Identify each line of the records that contains the string "house" and copy those lines.

Stored items
+++++

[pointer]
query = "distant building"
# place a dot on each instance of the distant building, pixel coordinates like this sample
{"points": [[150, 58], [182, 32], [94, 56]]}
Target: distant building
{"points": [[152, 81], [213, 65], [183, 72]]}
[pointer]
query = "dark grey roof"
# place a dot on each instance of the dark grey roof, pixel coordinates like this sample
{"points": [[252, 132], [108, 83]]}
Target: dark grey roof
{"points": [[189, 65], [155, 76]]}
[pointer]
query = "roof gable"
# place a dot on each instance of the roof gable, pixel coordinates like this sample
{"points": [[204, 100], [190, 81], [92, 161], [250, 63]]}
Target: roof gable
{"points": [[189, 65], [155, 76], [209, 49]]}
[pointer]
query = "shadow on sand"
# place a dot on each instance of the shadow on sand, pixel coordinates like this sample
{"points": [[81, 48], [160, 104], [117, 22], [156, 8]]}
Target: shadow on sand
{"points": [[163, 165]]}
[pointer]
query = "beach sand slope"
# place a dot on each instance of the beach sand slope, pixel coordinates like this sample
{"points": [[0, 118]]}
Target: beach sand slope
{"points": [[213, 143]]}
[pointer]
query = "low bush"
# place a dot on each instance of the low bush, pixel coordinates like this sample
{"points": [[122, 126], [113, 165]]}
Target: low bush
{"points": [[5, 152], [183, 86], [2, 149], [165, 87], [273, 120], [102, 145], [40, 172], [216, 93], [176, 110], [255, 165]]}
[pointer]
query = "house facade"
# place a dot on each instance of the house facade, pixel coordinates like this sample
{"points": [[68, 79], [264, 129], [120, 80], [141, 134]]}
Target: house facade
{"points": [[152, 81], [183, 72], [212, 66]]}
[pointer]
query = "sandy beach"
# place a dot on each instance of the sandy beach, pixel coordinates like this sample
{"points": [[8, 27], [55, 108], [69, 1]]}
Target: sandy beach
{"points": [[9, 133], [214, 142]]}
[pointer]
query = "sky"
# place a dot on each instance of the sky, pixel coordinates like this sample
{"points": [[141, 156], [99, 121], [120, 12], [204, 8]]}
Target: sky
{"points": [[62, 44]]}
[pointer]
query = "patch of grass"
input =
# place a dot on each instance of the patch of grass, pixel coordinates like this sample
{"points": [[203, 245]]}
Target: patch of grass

+++++

### Solution for this exercise
query = "house facade"
# place a dot on each instance of the house facade, pixel coordinates like this sample
Target: house facade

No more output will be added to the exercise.